** GIVEN DATA follows **

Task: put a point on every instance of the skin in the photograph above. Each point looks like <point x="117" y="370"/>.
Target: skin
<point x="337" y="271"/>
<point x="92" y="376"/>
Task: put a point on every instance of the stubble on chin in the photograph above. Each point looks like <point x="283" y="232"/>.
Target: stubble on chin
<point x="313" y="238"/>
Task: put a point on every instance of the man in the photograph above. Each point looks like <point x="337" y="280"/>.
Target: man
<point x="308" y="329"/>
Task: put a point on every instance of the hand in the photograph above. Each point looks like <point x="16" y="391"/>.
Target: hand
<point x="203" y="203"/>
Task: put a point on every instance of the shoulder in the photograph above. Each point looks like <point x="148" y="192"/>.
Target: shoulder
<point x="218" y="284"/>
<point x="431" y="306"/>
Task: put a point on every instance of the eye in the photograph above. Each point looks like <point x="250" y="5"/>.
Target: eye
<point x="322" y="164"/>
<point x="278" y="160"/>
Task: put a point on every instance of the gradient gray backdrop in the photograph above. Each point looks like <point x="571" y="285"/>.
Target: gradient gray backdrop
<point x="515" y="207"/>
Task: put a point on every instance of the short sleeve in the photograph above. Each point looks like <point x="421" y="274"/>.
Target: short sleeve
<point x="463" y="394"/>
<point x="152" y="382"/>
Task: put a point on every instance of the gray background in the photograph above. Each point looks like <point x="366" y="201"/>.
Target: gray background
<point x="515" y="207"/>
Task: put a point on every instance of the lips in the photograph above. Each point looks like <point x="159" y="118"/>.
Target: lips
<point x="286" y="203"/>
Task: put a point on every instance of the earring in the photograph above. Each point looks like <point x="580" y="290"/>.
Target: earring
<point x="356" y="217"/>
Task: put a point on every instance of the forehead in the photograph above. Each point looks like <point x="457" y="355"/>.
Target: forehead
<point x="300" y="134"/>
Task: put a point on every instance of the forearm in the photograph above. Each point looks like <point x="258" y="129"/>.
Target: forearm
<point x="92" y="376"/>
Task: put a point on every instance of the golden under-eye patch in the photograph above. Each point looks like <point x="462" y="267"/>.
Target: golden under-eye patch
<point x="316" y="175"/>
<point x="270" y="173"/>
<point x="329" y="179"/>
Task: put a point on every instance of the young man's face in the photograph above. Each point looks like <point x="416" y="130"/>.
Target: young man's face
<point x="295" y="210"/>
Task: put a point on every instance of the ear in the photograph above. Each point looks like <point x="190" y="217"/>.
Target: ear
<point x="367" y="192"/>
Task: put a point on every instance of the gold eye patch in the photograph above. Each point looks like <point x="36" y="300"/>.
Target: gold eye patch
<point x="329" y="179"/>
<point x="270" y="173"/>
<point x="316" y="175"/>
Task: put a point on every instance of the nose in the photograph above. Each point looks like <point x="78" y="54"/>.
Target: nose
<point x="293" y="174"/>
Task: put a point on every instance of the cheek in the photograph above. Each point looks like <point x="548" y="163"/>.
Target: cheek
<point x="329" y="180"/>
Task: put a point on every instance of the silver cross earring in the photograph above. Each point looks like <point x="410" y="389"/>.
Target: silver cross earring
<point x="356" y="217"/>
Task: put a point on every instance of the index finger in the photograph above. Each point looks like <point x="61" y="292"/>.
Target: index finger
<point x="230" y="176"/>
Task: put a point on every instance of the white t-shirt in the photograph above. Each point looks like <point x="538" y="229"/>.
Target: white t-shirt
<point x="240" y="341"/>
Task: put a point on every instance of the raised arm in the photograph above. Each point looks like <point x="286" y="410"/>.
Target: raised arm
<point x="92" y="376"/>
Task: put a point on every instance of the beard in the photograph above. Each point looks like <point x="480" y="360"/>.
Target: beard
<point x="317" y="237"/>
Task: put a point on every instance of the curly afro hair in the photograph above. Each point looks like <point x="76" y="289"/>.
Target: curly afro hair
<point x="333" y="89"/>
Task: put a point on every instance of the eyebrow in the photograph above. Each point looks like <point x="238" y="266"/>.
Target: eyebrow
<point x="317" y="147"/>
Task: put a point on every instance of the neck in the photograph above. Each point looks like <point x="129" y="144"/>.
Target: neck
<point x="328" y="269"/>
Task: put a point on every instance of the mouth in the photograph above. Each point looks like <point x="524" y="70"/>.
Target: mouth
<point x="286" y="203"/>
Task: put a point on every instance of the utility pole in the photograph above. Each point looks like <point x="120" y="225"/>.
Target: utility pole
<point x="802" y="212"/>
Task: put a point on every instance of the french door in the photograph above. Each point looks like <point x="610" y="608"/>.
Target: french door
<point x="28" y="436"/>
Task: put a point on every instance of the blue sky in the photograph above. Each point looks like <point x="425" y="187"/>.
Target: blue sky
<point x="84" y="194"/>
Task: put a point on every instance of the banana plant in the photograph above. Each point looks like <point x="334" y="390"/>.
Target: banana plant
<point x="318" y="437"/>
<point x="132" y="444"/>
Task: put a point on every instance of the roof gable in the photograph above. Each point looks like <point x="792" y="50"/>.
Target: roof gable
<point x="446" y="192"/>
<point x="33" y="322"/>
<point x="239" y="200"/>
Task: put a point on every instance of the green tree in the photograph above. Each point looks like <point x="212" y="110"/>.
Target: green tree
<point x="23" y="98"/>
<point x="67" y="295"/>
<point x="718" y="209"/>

** End of GIVEN DATA **

TRY IT: Please restate every record above word for word.

SOLVED EXERCISE:
Task: put a point on every instance of the skin in the photograph above. Each point looks like <point x="117" y="370"/>.
Target: skin
<point x="337" y="271"/>
<point x="92" y="376"/>
Task: put a point on every instance of the stubble on chin in the photograph above. Each point looks like <point x="283" y="232"/>.
Target: stubble on chin
<point x="313" y="238"/>
Task: put a point on every instance of the man in the photograph above. Each point looks like <point x="337" y="280"/>.
Target: man
<point x="308" y="329"/>
Task: put a point on every instance of the hand in the photograph above. Each point looks like <point x="16" y="391"/>.
Target: hand
<point x="203" y="203"/>
Task: put a point on every instance of the shoulder in the photograph above. Each point looks like <point x="148" y="192"/>.
Target: shoulder
<point x="218" y="284"/>
<point x="431" y="306"/>
Task: put a point on every instance of the eye in the photograph above. Each point looks like <point x="250" y="5"/>.
Target: eye
<point x="322" y="164"/>
<point x="278" y="160"/>
Task: put a point on every instance of the gradient gray backdrop in the photograph above. Each point looks like <point x="571" y="285"/>.
Target: gradient gray backdrop
<point x="515" y="207"/>
Task: put a point on every instance of the short sleeve in the photograph above. Each point looks like <point x="421" y="274"/>.
Target: short sleeve
<point x="463" y="394"/>
<point x="152" y="382"/>
Task: put a point on every instance of the gray background in the photograph above. Each point looks like <point x="366" y="201"/>.
Target: gray background
<point x="515" y="207"/>
Task: put a point on every instance of the lips in the photograph above. Each point looks like <point x="159" y="118"/>.
Target: lips
<point x="286" y="203"/>
Task: put a point on every instance of the earring in the photograph above. Each point looks like <point x="580" y="290"/>.
Target: earring
<point x="356" y="217"/>
Task: put a point on every instance of the forehead in the photograph above. Each point looks like <point x="457" y="355"/>.
Target: forehead
<point x="300" y="134"/>
Task: put a point on every instance of the forearm in the photograph above. Each point looks like <point x="258" y="129"/>.
Target: forearm
<point x="92" y="376"/>
Task: put a point on every instance of the golden under-eye patch in the photograph above. Each point looks like <point x="462" y="267"/>.
Target: golden under-eye patch
<point x="316" y="175"/>
<point x="270" y="173"/>
<point x="329" y="179"/>
Task: put a point on every instance of the young man's face in the photograph above. Each point looks like <point x="416" y="130"/>.
Target: young man's face
<point x="295" y="210"/>
Task: put a point on every instance of the ear in the photograph above. Each point looks like <point x="190" y="217"/>.
Target: ear
<point x="367" y="192"/>
Task: put a point on every instance of the gold eye patch in the photograph above. Each point looks like <point x="36" y="300"/>.
Target: gold eye patch
<point x="329" y="179"/>
<point x="270" y="173"/>
<point x="316" y="175"/>
Task: put a point on every instance of the nose in the photograph above. Each point looks like <point x="78" y="54"/>.
Target: nose
<point x="293" y="174"/>
Task: put a point on every instance of the cheek in the photograph above. Each point looks like <point x="548" y="163"/>.
Target: cheek
<point x="329" y="180"/>
Task: put a point on every instance of the silver cross earring in the photograph above. Each point looks like <point x="410" y="389"/>.
Target: silver cross earring
<point x="356" y="217"/>
Task: put a point on every instance of the index finger in the photograph above. Each point looks like <point x="61" y="292"/>.
Target: index finger
<point x="230" y="176"/>
Task: put a point on every instance of the white t-shirt in the photograph above. Each point looks like <point x="538" y="229"/>.
Target: white t-shirt
<point x="240" y="341"/>
Task: put a point on every instance of the raised arm in the photograph above. Each point looks like <point x="286" y="410"/>.
Target: raised arm
<point x="92" y="376"/>
Task: put a point on every instance of the beard in the photograph above. Each point looks like <point x="480" y="360"/>.
Target: beard
<point x="317" y="237"/>
Task: put a point on every instance of the curly afro hair in the photograph above. Each point looks like <point x="76" y="289"/>.
Target: curly afro hair
<point x="333" y="89"/>
Task: put a point on every instance of the eyebrow in the photograph above. Each point looks like <point x="238" y="266"/>.
Target: eyebrow
<point x="317" y="147"/>
Task: put a point on every instance of the neck in the photograph above. Each point looks like <point x="129" y="144"/>.
Target: neck
<point x="328" y="269"/>
Task: put a point on every instance of the mouth in the photograph above. Each point looks like <point x="524" y="70"/>.
Target: mouth
<point x="286" y="203"/>
Task: put a point on every instance of the utility pole in the photograph above. Each point looks like <point x="120" y="225"/>.
Target: utility pole
<point x="802" y="212"/>
Task: put a point on every instance of the french door in the photograph above. Each point looks like <point x="610" y="608"/>.
Target: french door
<point x="28" y="436"/>
Task: put a point on every instance of the blue sky in the photograph above. Each point looks like <point x="425" y="187"/>.
Target: blue sky
<point x="84" y="194"/>
Task: put a point on every instance of the banana plant in the photograph above. Each point looks like <point x="334" y="390"/>.
Target: banana plant
<point x="318" y="437"/>
<point x="132" y="444"/>
Task: put a point on every instance of the roof gable in the photograph above. Each point looks like <point x="792" y="50"/>.
Target: roof gable
<point x="446" y="192"/>
<point x="33" y="322"/>
<point x="239" y="200"/>
Task: put a point on every instance of the green tree in the photograph above. Each point looks like <point x="212" y="110"/>.
Target: green tree
<point x="23" y="98"/>
<point x="67" y="295"/>
<point x="718" y="209"/>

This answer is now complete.